:: WHAT THE TASK ASKS ::
Go through the data below and copy each line where the word "Mark" occurs.

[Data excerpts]
%%

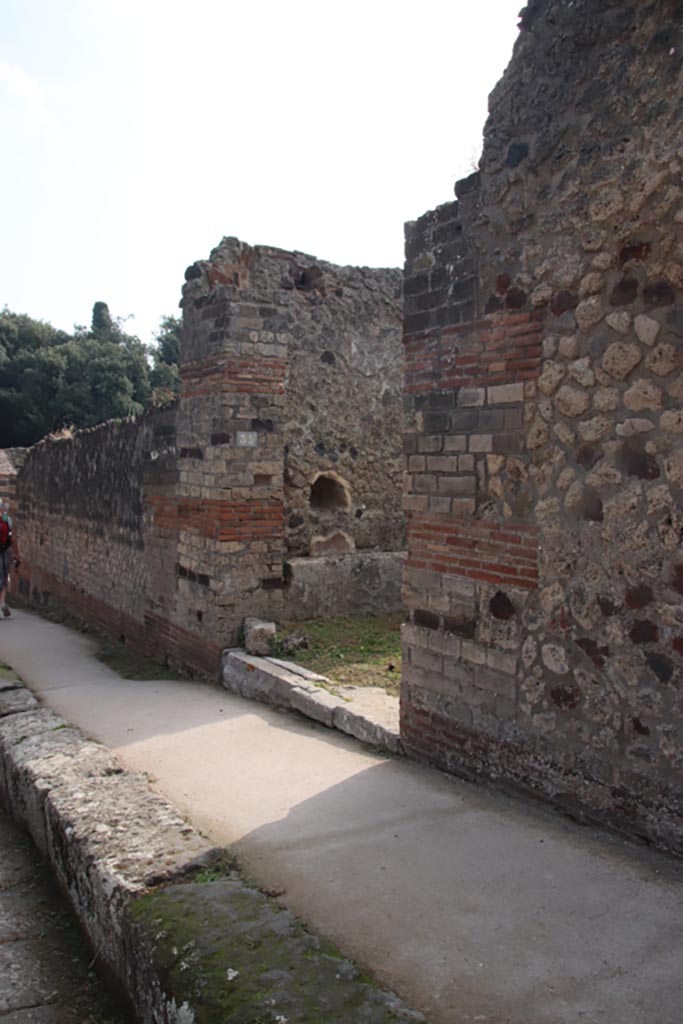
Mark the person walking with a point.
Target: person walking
(5, 555)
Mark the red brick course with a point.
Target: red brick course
(502, 349)
(475, 549)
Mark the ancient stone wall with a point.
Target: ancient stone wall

%%

:: EXERCISE RESPONSE ::
Mark the person walking with a point.
Mark the red brick course with a point.
Mark the ancient stone wall with a point.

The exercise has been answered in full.